必做任务 1: 在这篇关于嵌套 pyspark 模式的帖子里，期望输出中 "uploader" 键的值是什么？
必做任务 2: 请以编号列表输出列表中的几行：从包含“In this exercise you will label every instance of the uniform”的那一行开始，一直到包含“x=293, y=201”的那一行为止，首尾两行都算在内，空行略去。

所给文本:
※ ※ ※
嵌套复杂的pyspark模式

时间:2020-06-04 07:02:34

标签: apache-spark pyspark apache-spark-sql pyspark-dataframes

在以特定格式取消嵌套数据框时,我需要帮助。

数据有点复杂,如下所示-

[{
    "ItemType": "CONSTRUCTION",
    "ItemId": "9169-bd62eac18e73",
    "Content": {
        "MetadataSetList": [
            {
                "SetId": "privacy-metadata-set",
                "MetadataList": [
                    {
                        "MetadataValue": "true",
                        "MetadataId": "Public"
                    }
                ]
            },
            {
                "SetId": "asset-metadata-set",
                "MetadataList": [
                    {
                        "MetadataValue": "new upload & edit test",
                        "MetadataId": "title"
                    },
                    {
                        "MetadataValue": "someone",
                        "MetadataId": "uploader"
                    },
                    {
                        "MetadataValue": "One,Five",
                        "MetadataId": "Families"
                    },
                    {
                        "MetadataValue": "@xyzzzzz",
                        "MetadataId": "creator"
                    }
                ]
            }
        ],
        "MetadataType": "UNDER CONSTRUCTION",
        "Tenant": "8ef4-0e976f342606"
    },
    "Version":"1.0",
    "IsActive":False,
    "Status":"DEPRECATED"
}]

我的要求是修改上面的记录,以使“ Content”中的数据处于未嵌套状态,其中“ MetadataId”的值是新键,而“ MetadataValue”的值是该新键的值。类似于以下内容-

[
        {
            "status": "DEPRECATED",
            "version": "1.0",
            "item_type": "CONSTRUCTION",
            "item_id": "9169-bd62eac18e73",
            "is_active":False,
            "content": {
                "Public": "true", 
                "title": "new upload & edit test",
                "uploader": "someone",
                "Families": "One,Five",
                "creator": "@xyzzzzz"
※ ※ ※
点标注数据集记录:
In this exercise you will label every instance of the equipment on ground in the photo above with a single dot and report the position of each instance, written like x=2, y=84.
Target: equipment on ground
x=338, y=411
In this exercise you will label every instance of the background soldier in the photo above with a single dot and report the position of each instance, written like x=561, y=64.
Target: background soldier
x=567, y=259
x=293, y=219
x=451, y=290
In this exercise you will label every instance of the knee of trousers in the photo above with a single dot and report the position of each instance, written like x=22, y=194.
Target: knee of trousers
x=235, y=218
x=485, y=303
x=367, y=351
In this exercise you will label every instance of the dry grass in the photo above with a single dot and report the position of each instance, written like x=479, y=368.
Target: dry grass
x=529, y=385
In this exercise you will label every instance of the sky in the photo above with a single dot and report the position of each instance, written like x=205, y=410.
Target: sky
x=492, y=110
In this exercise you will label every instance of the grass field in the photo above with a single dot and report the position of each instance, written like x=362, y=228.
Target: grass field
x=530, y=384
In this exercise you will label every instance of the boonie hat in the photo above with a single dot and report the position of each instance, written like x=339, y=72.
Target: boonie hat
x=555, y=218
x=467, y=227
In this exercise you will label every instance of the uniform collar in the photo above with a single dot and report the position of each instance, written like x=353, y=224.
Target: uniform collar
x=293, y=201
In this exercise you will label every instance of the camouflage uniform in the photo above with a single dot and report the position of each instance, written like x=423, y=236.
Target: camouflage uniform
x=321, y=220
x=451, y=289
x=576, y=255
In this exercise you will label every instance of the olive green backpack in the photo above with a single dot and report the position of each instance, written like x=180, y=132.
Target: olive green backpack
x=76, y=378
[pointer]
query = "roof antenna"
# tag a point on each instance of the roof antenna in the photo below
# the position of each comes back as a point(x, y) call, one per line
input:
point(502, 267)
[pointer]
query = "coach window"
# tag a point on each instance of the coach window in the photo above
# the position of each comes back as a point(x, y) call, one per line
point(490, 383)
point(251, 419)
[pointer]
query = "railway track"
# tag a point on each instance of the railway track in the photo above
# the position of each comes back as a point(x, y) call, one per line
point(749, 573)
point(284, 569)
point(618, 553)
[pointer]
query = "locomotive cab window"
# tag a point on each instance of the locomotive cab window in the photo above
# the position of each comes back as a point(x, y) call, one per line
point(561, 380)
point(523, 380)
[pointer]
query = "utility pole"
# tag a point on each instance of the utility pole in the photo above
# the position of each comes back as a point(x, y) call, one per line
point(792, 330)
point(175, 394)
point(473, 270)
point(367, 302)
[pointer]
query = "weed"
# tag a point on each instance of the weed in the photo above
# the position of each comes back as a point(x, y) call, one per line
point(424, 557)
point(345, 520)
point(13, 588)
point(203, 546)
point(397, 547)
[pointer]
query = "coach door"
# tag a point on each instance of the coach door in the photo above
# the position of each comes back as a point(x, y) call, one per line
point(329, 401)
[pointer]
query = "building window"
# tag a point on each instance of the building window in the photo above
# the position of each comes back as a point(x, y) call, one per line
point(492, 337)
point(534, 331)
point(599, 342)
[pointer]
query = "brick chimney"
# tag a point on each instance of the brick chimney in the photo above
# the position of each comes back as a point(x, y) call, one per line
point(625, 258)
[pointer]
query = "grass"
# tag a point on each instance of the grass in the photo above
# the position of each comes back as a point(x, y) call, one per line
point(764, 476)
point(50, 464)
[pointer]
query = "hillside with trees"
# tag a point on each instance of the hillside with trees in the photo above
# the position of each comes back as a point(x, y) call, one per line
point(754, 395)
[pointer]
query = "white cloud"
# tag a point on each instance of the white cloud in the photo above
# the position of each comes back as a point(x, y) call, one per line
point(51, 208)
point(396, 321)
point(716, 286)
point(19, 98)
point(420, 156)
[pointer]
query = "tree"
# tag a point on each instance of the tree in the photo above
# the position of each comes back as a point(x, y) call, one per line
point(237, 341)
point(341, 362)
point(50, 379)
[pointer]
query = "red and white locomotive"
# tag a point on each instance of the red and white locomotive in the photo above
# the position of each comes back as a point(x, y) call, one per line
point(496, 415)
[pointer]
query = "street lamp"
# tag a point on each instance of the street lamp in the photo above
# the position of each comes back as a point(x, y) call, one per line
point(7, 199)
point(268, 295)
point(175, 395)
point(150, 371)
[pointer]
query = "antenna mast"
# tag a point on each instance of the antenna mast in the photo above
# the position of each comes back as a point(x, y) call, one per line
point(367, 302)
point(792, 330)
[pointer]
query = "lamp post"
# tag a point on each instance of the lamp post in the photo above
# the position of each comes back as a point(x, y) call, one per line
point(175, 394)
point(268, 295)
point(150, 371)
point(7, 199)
※ ※ ※
书面回答 1: someone

书面回答 2:
1. In this exercise you will label every instance of the uniform collar in the photo above with a single dot and report the position of each instance, written like x=353, y=224.
2. Target: uniform collar
3. x=293, y=201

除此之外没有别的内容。